**WHAT THIS TASK INVOLVES:** Rewrite every entry below with "Get" changed to "Select" and all else left as it is. Leave the pictures out.

**RECORDS SUPPLIED:**
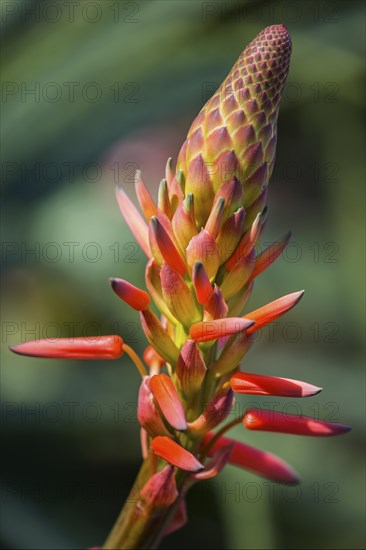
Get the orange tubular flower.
[12,25,349,550]
[10,336,124,359]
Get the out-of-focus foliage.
[0,0,365,549]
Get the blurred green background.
[1,0,365,549]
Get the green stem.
[103,457,183,550]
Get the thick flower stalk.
[13,25,349,549]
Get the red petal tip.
[9,335,123,359]
[150,373,187,430]
[151,436,204,472]
[243,409,351,437]
[230,372,322,397]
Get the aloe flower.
[12,25,349,549]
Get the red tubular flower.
[150,216,187,276]
[151,436,203,472]
[188,389,235,437]
[10,335,123,359]
[109,277,151,311]
[230,372,322,397]
[225,213,262,271]
[192,262,213,305]
[203,283,229,321]
[202,433,299,483]
[243,409,351,437]
[150,373,187,430]
[244,290,304,334]
[175,340,207,396]
[137,376,170,437]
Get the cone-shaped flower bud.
[150,373,187,430]
[204,284,229,321]
[188,388,235,437]
[135,170,157,221]
[10,335,123,359]
[203,433,299,483]
[211,333,252,376]
[151,436,203,472]
[116,187,152,258]
[172,193,197,256]
[177,25,291,213]
[225,214,262,271]
[215,176,243,219]
[140,466,178,509]
[160,263,201,328]
[175,340,207,396]
[243,409,351,437]
[228,282,254,317]
[249,231,291,281]
[244,187,268,231]
[137,376,170,437]
[158,179,172,219]
[189,317,254,342]
[230,372,322,397]
[109,277,151,311]
[216,208,245,263]
[245,290,304,334]
[164,500,188,537]
[186,154,215,227]
[187,229,220,279]
[205,197,225,239]
[221,250,255,300]
[192,262,213,305]
[150,216,187,275]
[193,441,235,480]
[140,309,179,365]
[145,259,176,323]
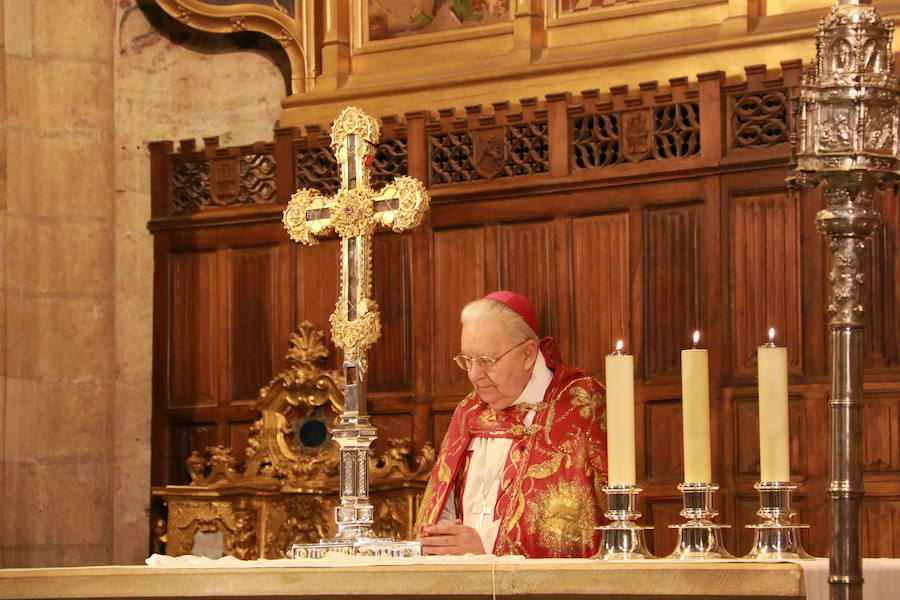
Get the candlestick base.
[666,483,734,560]
[744,481,812,560]
[593,485,656,560]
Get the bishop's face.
[460,319,538,410]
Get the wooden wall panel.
[500,221,556,336]
[432,227,486,395]
[227,421,253,460]
[369,233,412,391]
[571,212,633,372]
[292,239,343,369]
[372,413,412,454]
[638,399,684,482]
[150,81,900,556]
[168,422,218,485]
[732,395,809,483]
[646,498,684,558]
[728,192,803,377]
[862,392,900,474]
[643,204,700,380]
[862,193,900,368]
[168,251,218,408]
[860,498,900,558]
[229,245,285,403]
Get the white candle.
[606,340,635,486]
[756,329,791,482]
[681,331,712,483]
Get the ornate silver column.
[789,0,900,600]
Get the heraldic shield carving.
[619,108,653,162]
[472,127,507,179]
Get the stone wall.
[0,0,285,567]
[0,0,116,566]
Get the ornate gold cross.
[283,106,429,379]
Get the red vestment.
[417,338,607,558]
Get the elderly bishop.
[418,291,607,558]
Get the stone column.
[0,0,116,567]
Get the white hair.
[459,298,540,341]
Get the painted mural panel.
[368,0,509,41]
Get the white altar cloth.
[145,552,900,600]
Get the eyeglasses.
[453,340,528,371]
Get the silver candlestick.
[744,481,812,560]
[667,483,734,560]
[594,485,656,560]
[789,0,900,600]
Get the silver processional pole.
[789,0,900,600]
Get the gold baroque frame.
[155,0,316,94]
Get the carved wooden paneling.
[369,233,412,390]
[572,213,631,370]
[168,251,217,408]
[862,194,900,367]
[150,74,900,556]
[167,423,217,485]
[860,497,900,558]
[296,239,343,375]
[732,396,809,482]
[862,392,900,473]
[639,400,684,482]
[228,421,253,460]
[643,204,709,378]
[728,192,803,376]
[372,413,412,455]
[229,246,283,402]
[497,221,556,336]
[646,498,684,558]
[432,227,485,392]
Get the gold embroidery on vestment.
[528,481,595,556]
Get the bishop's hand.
[418,519,484,554]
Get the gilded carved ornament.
[155,0,315,94]
[282,106,429,377]
[154,322,435,559]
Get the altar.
[0,558,807,600]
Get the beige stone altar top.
[0,559,806,600]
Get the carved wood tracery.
[150,61,900,554]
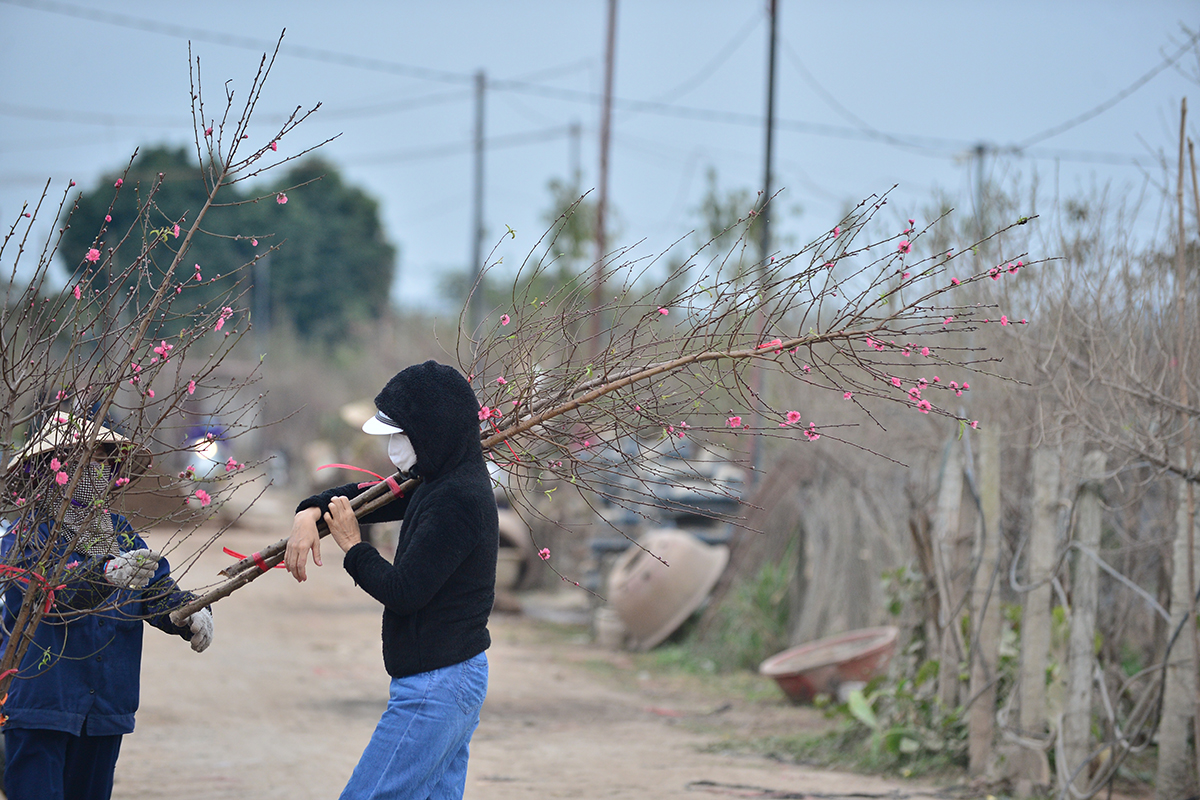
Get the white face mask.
[388,433,416,473]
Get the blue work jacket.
[0,513,192,736]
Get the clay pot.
[758,625,900,703]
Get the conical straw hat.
[7,414,152,480]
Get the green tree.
[257,158,396,342]
[61,146,396,342]
[60,146,253,332]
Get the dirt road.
[114,509,950,800]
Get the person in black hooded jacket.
[284,361,499,800]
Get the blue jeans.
[4,728,121,800]
[341,652,487,800]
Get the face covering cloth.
[388,433,416,473]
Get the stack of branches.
[0,35,319,696]
[189,196,1030,616]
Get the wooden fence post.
[1057,450,1108,788]
[967,426,1001,776]
[932,441,962,709]
[1154,481,1200,800]
[1015,447,1058,798]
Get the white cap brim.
[362,411,404,437]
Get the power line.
[0,0,970,150]
[0,0,474,85]
[341,125,571,164]
[0,0,1166,166]
[782,40,941,155]
[1016,31,1200,149]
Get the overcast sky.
[0,0,1200,308]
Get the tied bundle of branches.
[0,38,319,697]
[178,196,1028,618]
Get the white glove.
[104,547,162,589]
[185,608,212,652]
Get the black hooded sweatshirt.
[296,361,499,678]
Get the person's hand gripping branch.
[325,497,362,553]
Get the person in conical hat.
[0,414,212,800]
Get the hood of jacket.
[374,361,484,480]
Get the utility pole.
[468,70,487,337]
[566,120,583,192]
[592,0,617,361]
[746,0,779,486]
[758,0,779,269]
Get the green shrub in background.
[685,540,797,672]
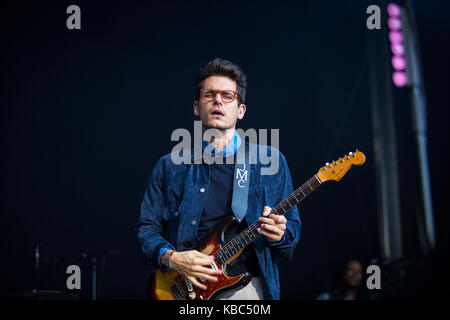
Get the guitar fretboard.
[214,175,322,264]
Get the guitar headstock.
[317,150,366,182]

**EXPECTED ANSWER:**
Select the orange tubular flower.
[12,25,349,550]
[10,336,124,359]
Select the out-of-focus foliage.
[0,0,365,549]
Select the blurred green background.
[1,0,365,549]
Select the green stem.
[103,457,183,550]
Select the thick flower stalk.
[13,25,349,549]
Select the red petal tip.
[9,335,123,359]
[150,373,187,430]
[151,436,204,472]
[243,409,351,437]
[230,372,322,397]
Select the aloe flower.
[12,25,349,549]
Select the red tubular flower.
[150,216,187,276]
[151,436,203,472]
[188,389,235,437]
[10,335,123,359]
[109,277,151,311]
[230,372,322,397]
[225,213,262,271]
[192,262,213,305]
[203,283,229,321]
[202,433,299,483]
[243,409,351,437]
[150,373,187,430]
[244,290,304,334]
[175,340,207,396]
[137,376,170,437]
Select the cone-shaped flower bud.
[150,373,187,430]
[204,284,229,321]
[188,388,235,437]
[135,170,157,221]
[10,335,123,359]
[203,433,299,483]
[211,333,252,376]
[151,436,203,472]
[116,187,152,258]
[172,193,197,256]
[177,25,291,213]
[225,214,262,271]
[215,176,243,219]
[140,466,178,509]
[160,263,201,328]
[175,340,207,396]
[243,409,351,437]
[228,282,254,317]
[249,231,291,281]
[244,187,268,231]
[137,376,170,437]
[158,179,172,219]
[189,317,254,342]
[230,372,322,397]
[109,277,151,311]
[216,208,245,263]
[245,290,304,334]
[164,500,188,537]
[186,154,215,227]
[187,229,220,279]
[205,197,225,239]
[221,250,255,300]
[192,262,213,305]
[150,216,187,275]
[193,441,235,480]
[140,309,179,365]
[145,259,176,323]
Select the candlestick base.
[666,483,734,560]
[744,481,812,560]
[593,485,656,560]
Select the bishop's face.
[460,319,538,410]
Select the wooden wall panel.
[500,221,556,336]
[432,227,486,395]
[227,421,253,460]
[369,233,412,391]
[571,212,633,372]
[292,239,343,369]
[372,413,412,454]
[638,399,684,482]
[150,81,900,556]
[168,422,218,485]
[732,395,809,483]
[646,498,684,558]
[728,192,803,377]
[862,392,900,474]
[643,204,700,380]
[862,193,900,368]
[168,251,218,408]
[860,498,900,558]
[229,245,285,403]
Select the white candle.
[606,340,635,486]
[756,329,791,482]
[681,331,712,483]
Select the ornate silver column.
[789,0,900,600]
Select the heraldic shield carving.
[619,108,653,162]
[472,127,507,179]
Select the stone wall.
[0,0,285,567]
[0,0,116,566]
Select the ornate gold cross.
[283,106,429,379]
Select the red vestment.
[417,338,607,558]
Select the elderly bishop.
[418,291,607,558]
Select the stone column.
[0,0,116,567]
Select the white hair.
[459,298,540,341]
Select the painted mural panel.
[368,0,509,41]
Select the white altar cloth.
[145,552,900,600]
Select the eyeglasses.
[453,340,528,371]
Select the silver candlestick.
[744,481,812,560]
[667,483,734,560]
[594,485,656,560]
[789,0,900,600]
Select the silver processional pole.
[789,0,900,600]
Select the gold baroque frame.
[155,0,316,94]
Select the carved wooden paneling.
[369,233,412,390]
[572,213,631,370]
[168,251,217,408]
[862,194,900,367]
[150,74,900,556]
[167,423,217,485]
[860,497,900,558]
[296,239,343,375]
[732,396,809,482]
[862,392,900,473]
[639,400,684,482]
[228,421,253,460]
[643,204,709,378]
[728,192,803,376]
[372,413,412,455]
[229,246,283,402]
[497,221,556,336]
[646,498,684,558]
[432,227,485,392]
Select the gold embroidery on vestment.
[528,481,595,556]
Select the bishop's hand.
[418,519,484,554]
Select the gilded carved ornament.
[155,0,315,94]
[282,106,429,377]
[154,322,435,559]
Select the altar.
[0,558,807,600]
Select the beige stone altar top.
[0,559,806,600]
Select the carved wood tracery.
[150,61,900,554]
Select the white face mask.
[388,433,416,473]
Select the blue work jacket.
[0,513,192,736]
Select the clay pot.
[758,625,900,703]
Select the conical straw hat.
[7,414,152,480]
Select the green tree.
[257,158,396,342]
[61,146,396,342]
[60,146,253,332]
Select the dirt road.
[114,509,950,800]
Select the person in black hooded jacket.
[284,361,499,800]
Select the blue jeans.
[4,728,121,800]
[341,652,487,800]
Select the face covering cloth.
[388,433,416,473]
Select the stack of branches.
[0,35,319,696]
[189,196,1030,616]
Select the wooden fence post.
[1057,450,1108,788]
[967,426,1001,776]
[932,441,962,709]
[1154,481,1200,800]
[1015,447,1058,798]
Select the white cap brim.
[362,411,404,437]
Select the power line.
[0,0,970,150]
[0,0,474,85]
[341,125,571,164]
[0,0,1166,166]
[782,40,941,155]
[1016,31,1200,149]
Select the overcast sky.
[0,0,1200,308]
Select the tied bundle of branches.
[0,38,319,697]
[178,196,1028,618]
Select the white glove.
[104,547,162,589]
[185,608,212,652]
Select the black hooded sweatshirt.
[296,361,499,678]
Select the person's hand gripping branch.
[325,497,362,553]
Select the person in conical hat.
[0,414,212,800]
Select the hood of jacket.
[374,361,484,480]
Select the utility pole.
[468,70,487,337]
[566,120,583,192]
[592,0,617,361]
[746,0,779,486]
[758,0,779,269]
Select the green shrub in background.
[685,540,797,672]
Select the guitar fretboard.
[214,175,322,264]
Select the guitar headstock.
[317,150,366,182]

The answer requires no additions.